# [Problem to solve]
Copy out every line of the entries below that contains the string "frame". Matching is case-sensitive.

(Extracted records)
#####

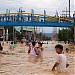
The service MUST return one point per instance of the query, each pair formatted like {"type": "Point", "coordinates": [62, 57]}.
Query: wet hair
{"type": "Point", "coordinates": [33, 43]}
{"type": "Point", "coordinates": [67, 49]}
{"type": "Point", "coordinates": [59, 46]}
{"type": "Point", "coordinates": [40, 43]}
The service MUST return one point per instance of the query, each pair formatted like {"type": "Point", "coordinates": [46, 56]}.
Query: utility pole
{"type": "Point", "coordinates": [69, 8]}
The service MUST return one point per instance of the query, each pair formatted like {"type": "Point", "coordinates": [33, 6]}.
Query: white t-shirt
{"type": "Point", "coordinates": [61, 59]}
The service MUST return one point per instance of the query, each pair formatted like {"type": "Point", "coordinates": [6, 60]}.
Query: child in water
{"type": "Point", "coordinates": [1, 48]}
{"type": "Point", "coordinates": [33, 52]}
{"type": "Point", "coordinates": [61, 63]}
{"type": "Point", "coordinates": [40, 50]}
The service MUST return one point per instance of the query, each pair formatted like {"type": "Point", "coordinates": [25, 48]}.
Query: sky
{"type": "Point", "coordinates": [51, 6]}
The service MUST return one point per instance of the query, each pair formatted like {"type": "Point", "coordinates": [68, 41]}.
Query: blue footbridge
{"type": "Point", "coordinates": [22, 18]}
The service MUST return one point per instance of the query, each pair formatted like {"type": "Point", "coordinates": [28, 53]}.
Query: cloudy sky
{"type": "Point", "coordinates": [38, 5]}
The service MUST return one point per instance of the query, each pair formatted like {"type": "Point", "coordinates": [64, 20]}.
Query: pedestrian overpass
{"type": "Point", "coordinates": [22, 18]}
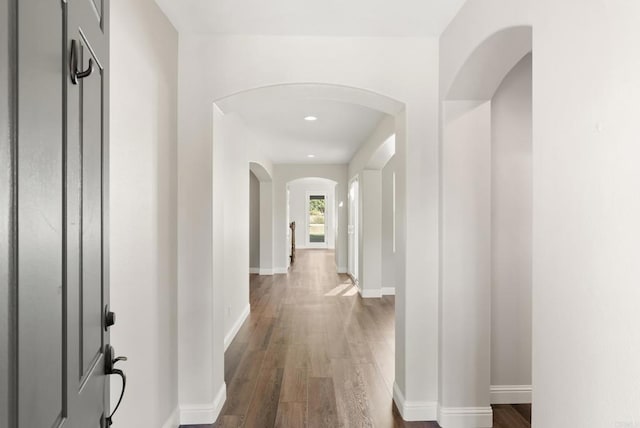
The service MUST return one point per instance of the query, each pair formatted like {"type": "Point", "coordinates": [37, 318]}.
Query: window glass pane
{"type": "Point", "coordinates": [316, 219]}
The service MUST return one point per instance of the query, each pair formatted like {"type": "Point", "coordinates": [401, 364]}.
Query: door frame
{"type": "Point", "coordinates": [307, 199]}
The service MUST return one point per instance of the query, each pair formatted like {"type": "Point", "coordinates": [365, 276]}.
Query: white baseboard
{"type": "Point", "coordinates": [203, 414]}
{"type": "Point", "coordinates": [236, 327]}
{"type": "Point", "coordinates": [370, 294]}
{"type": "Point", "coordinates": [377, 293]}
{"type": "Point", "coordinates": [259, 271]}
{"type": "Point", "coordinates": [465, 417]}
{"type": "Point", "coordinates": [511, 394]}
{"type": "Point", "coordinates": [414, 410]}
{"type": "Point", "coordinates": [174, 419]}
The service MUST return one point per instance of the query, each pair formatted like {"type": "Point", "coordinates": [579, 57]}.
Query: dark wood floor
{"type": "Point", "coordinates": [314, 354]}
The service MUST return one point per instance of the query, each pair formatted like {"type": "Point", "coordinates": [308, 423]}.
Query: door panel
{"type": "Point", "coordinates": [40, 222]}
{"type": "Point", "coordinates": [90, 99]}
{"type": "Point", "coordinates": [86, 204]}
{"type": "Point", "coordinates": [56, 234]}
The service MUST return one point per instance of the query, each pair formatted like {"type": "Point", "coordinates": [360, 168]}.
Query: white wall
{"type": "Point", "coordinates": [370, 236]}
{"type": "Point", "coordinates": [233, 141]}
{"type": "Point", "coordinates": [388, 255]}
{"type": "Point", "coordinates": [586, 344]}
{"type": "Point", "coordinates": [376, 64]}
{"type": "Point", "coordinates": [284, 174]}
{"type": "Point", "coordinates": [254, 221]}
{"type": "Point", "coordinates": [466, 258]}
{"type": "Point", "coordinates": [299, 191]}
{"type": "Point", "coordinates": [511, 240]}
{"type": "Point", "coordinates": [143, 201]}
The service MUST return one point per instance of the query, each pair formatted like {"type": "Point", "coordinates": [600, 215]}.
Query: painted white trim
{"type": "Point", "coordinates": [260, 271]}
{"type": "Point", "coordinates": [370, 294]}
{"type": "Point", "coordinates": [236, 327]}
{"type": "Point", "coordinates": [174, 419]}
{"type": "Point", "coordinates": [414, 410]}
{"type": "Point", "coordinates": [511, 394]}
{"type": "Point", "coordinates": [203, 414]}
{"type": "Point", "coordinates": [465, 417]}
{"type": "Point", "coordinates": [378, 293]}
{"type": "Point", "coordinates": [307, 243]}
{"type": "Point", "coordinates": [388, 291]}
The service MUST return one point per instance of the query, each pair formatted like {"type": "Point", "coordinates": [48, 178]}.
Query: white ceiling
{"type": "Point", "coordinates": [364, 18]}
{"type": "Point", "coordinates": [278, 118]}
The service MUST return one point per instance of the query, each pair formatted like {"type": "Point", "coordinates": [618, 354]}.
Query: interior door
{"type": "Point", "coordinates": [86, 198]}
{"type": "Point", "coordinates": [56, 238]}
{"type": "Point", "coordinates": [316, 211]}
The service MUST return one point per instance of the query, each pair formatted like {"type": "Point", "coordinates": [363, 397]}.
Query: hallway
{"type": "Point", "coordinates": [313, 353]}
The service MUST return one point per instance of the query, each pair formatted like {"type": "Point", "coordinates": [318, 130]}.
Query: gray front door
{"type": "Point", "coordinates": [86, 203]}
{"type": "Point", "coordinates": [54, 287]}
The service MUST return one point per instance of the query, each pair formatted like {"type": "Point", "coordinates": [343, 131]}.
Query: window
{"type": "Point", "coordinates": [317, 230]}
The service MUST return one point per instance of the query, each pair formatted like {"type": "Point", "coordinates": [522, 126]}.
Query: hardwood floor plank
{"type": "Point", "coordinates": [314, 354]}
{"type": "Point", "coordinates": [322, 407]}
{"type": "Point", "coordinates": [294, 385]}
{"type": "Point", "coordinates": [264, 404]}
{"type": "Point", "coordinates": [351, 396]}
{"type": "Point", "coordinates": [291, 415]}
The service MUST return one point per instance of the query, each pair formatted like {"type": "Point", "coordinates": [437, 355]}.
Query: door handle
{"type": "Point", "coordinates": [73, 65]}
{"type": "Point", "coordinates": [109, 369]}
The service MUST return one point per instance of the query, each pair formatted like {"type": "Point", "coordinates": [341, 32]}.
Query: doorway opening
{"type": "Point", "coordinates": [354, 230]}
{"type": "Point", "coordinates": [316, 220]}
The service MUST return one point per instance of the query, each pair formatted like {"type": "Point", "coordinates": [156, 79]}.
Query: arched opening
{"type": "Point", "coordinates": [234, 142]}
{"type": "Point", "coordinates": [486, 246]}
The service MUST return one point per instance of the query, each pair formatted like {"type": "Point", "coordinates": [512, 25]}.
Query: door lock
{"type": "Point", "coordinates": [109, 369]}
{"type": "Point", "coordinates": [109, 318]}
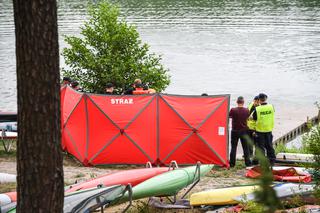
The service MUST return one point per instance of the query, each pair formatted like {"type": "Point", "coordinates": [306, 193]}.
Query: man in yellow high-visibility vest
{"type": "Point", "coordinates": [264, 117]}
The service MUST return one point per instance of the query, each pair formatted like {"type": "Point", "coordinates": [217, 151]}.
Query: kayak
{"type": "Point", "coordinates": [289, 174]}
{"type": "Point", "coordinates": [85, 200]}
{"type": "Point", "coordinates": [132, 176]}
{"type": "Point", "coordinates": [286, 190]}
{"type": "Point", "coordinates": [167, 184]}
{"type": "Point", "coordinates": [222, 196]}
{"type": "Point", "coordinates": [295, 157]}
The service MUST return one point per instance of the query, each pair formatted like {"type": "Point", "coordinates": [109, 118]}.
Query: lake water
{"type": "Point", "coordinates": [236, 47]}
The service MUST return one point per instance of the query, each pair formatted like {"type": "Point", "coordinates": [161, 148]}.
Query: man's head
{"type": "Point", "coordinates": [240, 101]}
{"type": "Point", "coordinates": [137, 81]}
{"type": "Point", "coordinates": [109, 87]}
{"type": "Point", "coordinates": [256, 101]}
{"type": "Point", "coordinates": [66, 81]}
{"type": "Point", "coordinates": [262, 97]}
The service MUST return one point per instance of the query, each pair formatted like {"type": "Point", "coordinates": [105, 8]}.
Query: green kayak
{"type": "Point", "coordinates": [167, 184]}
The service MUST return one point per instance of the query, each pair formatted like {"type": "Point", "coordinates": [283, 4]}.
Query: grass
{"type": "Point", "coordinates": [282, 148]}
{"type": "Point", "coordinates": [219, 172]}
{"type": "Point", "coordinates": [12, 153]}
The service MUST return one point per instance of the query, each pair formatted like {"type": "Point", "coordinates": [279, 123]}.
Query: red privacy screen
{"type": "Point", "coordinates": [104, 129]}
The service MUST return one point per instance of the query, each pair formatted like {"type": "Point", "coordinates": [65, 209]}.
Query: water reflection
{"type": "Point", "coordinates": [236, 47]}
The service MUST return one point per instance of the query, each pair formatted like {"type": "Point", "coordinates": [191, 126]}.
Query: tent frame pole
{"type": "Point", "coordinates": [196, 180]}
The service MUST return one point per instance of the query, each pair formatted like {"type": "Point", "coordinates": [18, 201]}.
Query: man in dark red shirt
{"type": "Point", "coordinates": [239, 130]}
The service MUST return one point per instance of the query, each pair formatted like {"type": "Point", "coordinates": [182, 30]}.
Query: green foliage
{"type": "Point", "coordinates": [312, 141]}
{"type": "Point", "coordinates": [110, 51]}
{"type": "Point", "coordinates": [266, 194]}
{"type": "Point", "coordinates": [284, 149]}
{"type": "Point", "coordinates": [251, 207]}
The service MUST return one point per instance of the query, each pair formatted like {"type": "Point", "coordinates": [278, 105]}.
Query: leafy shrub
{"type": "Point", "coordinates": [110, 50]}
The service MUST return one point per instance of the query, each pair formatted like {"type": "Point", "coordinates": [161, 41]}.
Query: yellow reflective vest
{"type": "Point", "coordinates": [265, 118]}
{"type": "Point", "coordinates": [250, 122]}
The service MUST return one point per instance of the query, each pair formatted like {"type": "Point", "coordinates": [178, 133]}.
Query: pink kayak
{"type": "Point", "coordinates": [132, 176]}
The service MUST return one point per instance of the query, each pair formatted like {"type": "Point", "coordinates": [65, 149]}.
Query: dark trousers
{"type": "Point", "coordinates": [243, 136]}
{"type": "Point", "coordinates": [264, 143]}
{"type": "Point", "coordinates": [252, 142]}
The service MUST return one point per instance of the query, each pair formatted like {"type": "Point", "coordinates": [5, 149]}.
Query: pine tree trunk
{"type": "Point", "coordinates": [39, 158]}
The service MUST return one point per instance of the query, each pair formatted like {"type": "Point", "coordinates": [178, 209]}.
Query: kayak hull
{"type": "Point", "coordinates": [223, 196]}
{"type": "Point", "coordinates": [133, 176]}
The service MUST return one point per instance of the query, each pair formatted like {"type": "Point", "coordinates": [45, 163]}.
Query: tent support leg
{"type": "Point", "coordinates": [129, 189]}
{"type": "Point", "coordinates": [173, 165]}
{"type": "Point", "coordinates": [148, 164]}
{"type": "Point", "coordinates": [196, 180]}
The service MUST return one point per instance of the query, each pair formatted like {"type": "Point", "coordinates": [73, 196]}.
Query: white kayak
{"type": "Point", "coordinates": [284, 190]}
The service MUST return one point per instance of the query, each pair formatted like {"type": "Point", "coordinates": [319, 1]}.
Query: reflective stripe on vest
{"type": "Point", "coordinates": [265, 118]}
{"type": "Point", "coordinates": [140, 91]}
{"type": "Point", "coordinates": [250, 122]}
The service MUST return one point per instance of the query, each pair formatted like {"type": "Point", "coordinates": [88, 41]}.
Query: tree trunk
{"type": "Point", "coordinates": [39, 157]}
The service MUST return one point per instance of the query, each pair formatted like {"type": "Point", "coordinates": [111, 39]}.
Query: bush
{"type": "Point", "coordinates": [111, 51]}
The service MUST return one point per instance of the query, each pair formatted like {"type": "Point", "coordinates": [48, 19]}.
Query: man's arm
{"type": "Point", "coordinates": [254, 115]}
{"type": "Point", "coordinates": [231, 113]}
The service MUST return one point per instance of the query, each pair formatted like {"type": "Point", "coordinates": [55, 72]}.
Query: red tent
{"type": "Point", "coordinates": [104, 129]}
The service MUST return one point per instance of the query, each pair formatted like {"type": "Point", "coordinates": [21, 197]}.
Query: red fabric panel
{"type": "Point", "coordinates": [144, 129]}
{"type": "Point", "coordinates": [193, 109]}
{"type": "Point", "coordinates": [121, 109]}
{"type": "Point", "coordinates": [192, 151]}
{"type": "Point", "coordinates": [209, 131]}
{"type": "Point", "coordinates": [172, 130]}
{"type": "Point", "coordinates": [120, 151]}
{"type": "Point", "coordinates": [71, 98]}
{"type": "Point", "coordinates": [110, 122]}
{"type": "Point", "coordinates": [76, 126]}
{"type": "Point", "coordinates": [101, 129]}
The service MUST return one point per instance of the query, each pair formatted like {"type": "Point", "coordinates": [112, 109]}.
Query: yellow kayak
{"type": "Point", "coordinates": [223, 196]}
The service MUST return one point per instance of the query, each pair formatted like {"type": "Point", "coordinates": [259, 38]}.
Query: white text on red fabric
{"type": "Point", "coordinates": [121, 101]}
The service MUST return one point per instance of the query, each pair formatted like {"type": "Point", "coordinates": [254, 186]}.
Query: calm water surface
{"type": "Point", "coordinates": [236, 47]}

#####

# [Exercise output]
Query: door frame
Query: tent frame pole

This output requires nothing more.